- _INSTRUCTIONS FOR THE TASK_: List every line of the records below that contains the word "hair".

- _RECORD SET_:
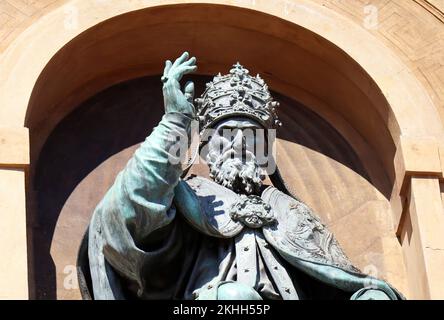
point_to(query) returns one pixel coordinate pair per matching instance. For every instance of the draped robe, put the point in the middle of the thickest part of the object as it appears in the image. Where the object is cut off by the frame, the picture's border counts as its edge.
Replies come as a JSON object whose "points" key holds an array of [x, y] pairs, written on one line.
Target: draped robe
{"points": [[156, 236]]}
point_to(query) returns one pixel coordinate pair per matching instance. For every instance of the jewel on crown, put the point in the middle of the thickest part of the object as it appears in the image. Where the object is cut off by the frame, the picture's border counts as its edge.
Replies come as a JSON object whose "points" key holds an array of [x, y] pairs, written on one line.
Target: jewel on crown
{"points": [[237, 94]]}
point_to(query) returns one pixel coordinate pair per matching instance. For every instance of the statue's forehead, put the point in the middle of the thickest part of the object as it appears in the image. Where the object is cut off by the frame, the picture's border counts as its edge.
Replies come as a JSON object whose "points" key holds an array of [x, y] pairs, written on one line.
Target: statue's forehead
{"points": [[239, 122]]}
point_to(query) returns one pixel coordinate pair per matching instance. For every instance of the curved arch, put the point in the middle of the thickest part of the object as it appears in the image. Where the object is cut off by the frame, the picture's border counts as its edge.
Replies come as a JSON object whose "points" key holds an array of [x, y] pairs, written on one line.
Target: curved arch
{"points": [[303, 50]]}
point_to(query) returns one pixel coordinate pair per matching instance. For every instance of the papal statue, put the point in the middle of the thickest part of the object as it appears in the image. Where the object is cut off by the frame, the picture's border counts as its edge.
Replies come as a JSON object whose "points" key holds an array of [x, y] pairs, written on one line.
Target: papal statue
{"points": [[159, 235]]}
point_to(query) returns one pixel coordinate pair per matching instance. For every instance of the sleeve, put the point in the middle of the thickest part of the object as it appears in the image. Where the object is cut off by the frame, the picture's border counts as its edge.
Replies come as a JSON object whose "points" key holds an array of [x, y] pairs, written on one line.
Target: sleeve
{"points": [[140, 200]]}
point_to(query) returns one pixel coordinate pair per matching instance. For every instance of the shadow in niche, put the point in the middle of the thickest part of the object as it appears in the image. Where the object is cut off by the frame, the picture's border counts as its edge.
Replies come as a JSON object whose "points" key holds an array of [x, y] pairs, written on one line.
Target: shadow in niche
{"points": [[120, 117]]}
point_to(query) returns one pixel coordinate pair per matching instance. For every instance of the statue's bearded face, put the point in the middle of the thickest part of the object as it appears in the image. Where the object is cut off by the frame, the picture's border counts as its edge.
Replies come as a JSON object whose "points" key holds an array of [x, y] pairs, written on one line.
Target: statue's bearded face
{"points": [[232, 155]]}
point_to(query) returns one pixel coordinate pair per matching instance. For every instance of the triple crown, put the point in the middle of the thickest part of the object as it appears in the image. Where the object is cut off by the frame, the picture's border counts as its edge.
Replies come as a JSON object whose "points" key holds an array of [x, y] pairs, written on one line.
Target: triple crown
{"points": [[237, 94]]}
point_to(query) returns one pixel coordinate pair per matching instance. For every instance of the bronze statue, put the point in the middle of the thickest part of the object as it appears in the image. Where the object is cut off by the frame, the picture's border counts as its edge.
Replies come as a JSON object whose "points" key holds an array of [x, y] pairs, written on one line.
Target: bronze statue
{"points": [[157, 235]]}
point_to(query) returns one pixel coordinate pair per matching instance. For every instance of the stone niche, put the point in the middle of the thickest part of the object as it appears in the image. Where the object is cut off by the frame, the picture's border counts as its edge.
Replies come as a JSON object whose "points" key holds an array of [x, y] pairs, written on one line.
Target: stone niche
{"points": [[87, 149]]}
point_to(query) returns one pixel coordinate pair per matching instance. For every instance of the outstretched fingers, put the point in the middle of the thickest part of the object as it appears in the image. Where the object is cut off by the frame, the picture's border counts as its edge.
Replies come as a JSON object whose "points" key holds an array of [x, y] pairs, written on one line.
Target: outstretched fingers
{"points": [[181, 59], [168, 65], [189, 91]]}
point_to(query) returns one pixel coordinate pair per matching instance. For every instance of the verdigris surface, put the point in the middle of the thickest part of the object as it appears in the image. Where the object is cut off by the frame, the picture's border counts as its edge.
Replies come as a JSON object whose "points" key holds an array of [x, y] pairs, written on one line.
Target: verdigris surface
{"points": [[158, 236]]}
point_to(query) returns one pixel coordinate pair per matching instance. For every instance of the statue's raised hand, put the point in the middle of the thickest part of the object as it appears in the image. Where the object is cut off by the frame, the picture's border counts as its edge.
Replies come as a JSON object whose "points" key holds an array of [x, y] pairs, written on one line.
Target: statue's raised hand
{"points": [[175, 99]]}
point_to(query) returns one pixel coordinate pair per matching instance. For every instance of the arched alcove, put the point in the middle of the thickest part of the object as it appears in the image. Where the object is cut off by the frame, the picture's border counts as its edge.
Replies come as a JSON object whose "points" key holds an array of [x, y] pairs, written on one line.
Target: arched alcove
{"points": [[87, 149]]}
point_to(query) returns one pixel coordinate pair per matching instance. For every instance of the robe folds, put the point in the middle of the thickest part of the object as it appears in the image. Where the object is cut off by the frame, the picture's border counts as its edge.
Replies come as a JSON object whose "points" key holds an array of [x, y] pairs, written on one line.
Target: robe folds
{"points": [[156, 236]]}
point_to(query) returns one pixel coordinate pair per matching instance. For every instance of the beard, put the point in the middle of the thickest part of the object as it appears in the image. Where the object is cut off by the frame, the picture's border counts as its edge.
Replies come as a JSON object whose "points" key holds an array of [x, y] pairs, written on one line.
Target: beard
{"points": [[237, 174]]}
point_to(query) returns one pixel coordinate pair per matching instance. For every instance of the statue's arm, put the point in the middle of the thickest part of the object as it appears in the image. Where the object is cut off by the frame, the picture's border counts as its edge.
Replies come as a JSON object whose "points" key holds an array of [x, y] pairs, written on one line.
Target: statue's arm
{"points": [[142, 193]]}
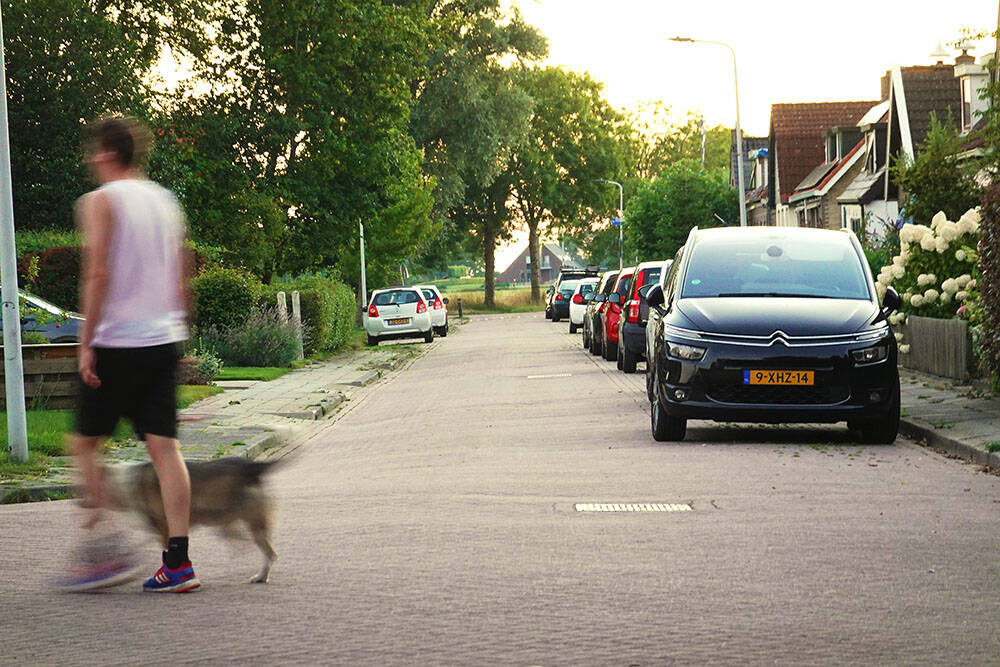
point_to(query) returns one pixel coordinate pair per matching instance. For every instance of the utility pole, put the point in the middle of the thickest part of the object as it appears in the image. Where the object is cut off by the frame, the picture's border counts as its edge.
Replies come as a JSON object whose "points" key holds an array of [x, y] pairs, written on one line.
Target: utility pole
{"points": [[17, 428]]}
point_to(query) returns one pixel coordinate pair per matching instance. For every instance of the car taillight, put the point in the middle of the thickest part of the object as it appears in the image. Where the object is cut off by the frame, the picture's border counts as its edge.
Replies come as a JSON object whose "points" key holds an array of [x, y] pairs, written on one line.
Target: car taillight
{"points": [[633, 312]]}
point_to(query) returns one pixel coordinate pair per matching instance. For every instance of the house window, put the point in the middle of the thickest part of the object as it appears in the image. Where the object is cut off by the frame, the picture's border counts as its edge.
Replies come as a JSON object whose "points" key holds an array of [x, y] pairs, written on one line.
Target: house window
{"points": [[966, 104]]}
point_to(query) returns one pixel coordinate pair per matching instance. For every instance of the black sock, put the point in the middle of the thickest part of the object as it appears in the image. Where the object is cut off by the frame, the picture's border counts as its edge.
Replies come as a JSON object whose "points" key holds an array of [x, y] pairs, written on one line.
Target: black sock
{"points": [[176, 553]]}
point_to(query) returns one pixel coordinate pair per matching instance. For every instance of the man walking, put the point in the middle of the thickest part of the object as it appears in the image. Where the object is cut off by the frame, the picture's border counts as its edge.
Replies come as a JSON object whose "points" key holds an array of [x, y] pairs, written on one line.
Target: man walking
{"points": [[134, 298]]}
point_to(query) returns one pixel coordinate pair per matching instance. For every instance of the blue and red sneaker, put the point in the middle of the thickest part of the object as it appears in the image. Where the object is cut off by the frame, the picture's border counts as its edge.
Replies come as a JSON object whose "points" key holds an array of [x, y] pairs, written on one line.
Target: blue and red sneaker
{"points": [[166, 580]]}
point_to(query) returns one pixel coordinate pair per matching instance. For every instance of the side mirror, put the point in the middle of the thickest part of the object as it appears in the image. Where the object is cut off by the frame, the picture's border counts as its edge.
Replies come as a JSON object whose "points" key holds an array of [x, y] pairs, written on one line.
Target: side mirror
{"points": [[654, 296], [891, 302]]}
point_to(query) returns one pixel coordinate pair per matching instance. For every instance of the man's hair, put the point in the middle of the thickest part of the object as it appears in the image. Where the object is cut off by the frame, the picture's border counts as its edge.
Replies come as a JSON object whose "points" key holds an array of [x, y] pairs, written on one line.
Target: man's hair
{"points": [[124, 136]]}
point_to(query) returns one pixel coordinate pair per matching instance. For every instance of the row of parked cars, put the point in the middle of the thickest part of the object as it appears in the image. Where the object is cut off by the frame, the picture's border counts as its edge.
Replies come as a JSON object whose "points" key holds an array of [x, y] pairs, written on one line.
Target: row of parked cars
{"points": [[756, 324]]}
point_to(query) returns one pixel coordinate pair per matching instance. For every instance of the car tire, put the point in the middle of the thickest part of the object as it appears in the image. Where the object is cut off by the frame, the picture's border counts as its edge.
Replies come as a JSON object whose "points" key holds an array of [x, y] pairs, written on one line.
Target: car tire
{"points": [[610, 353], [629, 360], [882, 431]]}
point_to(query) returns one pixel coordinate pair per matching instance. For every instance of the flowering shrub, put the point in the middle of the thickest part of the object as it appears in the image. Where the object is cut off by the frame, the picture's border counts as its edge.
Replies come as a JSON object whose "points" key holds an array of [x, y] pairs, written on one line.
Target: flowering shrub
{"points": [[935, 271]]}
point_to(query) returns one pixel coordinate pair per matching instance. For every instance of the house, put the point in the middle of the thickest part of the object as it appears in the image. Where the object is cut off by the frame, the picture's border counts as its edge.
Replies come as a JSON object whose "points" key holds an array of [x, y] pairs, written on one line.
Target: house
{"points": [[870, 203], [798, 142], [553, 258], [814, 200]]}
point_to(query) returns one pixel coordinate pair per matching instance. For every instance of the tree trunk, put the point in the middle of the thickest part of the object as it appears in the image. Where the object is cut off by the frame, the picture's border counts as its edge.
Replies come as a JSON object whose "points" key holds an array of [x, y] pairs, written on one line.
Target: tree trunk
{"points": [[489, 259], [536, 257]]}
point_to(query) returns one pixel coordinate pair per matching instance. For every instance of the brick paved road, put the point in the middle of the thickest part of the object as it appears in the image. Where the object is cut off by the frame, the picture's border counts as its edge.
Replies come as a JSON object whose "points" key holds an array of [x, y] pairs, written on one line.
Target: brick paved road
{"points": [[433, 523]]}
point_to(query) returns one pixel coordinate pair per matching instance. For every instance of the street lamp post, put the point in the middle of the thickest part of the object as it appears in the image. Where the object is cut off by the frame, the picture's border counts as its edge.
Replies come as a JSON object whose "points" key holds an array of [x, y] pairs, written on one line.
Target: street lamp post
{"points": [[621, 213], [739, 132]]}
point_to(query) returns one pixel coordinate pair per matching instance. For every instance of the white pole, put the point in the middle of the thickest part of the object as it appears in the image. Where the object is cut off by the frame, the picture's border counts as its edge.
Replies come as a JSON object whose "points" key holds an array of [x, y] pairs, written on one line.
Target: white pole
{"points": [[17, 429], [739, 132], [364, 281]]}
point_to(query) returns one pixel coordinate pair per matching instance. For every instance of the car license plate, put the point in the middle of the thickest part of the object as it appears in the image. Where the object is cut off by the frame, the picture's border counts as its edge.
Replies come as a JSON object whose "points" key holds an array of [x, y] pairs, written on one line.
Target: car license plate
{"points": [[784, 378]]}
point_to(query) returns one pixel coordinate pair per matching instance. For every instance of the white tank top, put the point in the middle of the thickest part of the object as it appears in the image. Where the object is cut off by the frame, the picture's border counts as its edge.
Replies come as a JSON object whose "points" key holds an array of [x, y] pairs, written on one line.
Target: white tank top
{"points": [[143, 306]]}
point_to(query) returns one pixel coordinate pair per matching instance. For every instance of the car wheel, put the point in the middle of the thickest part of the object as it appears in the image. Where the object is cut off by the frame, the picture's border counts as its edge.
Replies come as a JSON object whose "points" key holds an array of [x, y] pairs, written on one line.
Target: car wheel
{"points": [[610, 353], [629, 360], [883, 431], [665, 428]]}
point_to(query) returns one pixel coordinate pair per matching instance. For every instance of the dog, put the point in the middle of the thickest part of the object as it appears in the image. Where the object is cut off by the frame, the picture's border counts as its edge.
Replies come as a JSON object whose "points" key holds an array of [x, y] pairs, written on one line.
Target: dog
{"points": [[224, 492]]}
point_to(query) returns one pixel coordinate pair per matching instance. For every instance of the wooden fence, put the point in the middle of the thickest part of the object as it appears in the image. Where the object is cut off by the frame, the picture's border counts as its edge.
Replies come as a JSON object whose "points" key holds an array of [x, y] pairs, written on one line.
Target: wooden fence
{"points": [[50, 376], [937, 346]]}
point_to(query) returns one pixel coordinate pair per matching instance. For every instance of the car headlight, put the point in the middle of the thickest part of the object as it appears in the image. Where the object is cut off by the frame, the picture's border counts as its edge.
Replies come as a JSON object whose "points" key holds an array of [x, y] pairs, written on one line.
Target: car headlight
{"points": [[688, 352], [870, 355]]}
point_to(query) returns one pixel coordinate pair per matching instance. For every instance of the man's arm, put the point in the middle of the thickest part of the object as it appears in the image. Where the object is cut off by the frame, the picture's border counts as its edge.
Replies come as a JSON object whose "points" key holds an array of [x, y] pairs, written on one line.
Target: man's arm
{"points": [[93, 219]]}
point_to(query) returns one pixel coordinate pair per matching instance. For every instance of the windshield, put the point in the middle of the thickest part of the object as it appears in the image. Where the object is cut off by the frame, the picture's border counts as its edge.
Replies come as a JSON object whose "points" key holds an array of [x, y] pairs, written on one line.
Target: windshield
{"points": [[769, 266]]}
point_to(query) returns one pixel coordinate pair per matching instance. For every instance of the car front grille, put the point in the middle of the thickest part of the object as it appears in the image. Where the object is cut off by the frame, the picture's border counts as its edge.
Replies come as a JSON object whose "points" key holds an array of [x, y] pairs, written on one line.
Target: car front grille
{"points": [[769, 395]]}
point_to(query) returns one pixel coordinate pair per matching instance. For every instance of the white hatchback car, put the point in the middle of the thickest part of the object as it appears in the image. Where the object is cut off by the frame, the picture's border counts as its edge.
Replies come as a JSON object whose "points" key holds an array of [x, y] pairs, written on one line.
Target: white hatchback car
{"points": [[577, 303], [436, 304], [398, 312]]}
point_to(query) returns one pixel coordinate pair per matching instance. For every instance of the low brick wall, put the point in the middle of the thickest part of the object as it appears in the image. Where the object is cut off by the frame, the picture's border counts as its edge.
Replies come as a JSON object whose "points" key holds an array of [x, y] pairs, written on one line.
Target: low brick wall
{"points": [[50, 376], [937, 346]]}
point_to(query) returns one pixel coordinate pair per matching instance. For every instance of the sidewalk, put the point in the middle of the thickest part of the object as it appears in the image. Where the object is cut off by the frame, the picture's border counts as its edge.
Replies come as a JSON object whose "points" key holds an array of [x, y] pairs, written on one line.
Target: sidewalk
{"points": [[249, 417], [958, 419]]}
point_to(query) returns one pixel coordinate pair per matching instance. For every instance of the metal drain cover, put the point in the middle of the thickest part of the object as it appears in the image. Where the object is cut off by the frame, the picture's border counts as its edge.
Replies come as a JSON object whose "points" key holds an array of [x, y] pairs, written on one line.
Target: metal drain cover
{"points": [[633, 507]]}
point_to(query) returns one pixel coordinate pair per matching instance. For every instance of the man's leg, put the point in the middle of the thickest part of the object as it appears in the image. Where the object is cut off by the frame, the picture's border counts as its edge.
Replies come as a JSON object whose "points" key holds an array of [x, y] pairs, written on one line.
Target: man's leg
{"points": [[175, 484]]}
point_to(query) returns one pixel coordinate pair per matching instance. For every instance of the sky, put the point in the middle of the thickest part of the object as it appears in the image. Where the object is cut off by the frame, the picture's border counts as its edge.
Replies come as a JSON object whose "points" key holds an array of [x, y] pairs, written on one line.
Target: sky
{"points": [[786, 50]]}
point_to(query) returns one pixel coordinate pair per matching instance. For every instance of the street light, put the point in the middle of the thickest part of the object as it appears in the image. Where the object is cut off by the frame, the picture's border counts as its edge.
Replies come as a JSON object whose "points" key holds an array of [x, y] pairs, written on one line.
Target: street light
{"points": [[621, 212], [739, 133]]}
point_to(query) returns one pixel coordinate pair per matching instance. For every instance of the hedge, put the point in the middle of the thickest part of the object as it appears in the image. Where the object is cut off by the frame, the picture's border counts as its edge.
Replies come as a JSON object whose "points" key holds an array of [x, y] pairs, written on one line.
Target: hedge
{"points": [[327, 310]]}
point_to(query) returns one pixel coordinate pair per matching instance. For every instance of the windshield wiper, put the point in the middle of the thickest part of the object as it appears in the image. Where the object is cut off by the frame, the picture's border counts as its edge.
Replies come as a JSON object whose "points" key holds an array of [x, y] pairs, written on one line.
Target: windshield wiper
{"points": [[776, 294]]}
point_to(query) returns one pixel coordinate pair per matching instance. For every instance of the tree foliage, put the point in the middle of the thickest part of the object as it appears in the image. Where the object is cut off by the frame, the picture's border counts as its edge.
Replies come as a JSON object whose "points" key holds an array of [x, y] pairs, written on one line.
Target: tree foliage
{"points": [[662, 212]]}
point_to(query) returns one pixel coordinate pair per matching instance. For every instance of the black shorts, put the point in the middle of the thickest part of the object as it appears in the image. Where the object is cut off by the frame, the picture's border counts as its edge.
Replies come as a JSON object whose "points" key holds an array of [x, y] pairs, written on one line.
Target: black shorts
{"points": [[138, 383]]}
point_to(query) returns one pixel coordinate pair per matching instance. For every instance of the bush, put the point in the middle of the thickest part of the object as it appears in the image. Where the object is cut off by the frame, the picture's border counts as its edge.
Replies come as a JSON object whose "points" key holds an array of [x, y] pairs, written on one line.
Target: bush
{"points": [[263, 338], [58, 278], [328, 310], [224, 298], [988, 338]]}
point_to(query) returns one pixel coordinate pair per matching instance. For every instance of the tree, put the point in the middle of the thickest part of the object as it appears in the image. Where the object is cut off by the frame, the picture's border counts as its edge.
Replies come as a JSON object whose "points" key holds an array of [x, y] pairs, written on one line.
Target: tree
{"points": [[574, 139], [662, 212], [936, 180]]}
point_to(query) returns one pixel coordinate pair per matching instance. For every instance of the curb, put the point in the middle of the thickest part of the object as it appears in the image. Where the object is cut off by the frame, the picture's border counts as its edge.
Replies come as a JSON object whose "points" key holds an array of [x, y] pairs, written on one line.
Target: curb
{"points": [[949, 445]]}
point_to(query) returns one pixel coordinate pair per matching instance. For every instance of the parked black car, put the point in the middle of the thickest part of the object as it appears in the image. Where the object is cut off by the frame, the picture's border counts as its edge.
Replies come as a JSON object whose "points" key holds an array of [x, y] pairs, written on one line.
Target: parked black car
{"points": [[592, 318], [556, 303], [765, 324]]}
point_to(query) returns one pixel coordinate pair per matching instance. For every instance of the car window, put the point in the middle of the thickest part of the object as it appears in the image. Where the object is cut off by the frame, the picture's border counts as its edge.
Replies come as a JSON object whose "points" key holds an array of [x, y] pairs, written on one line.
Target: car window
{"points": [[398, 297], [769, 266]]}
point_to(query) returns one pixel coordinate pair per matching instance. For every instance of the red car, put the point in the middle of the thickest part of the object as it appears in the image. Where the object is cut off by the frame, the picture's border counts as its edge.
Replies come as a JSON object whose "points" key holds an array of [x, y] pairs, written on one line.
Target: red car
{"points": [[611, 313]]}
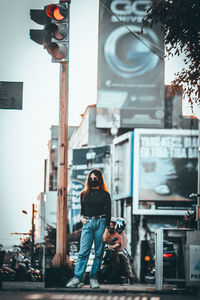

- _FINAL ANSWER_:
point_to(query) returns one pixel coordinate pair per matching instance. For every instance of the man's hair, put the point in the middle of the thickest part of the object as it appears in the image. Where the object is cut off by the frame, the picture's border counts as its edge.
Target: man's hair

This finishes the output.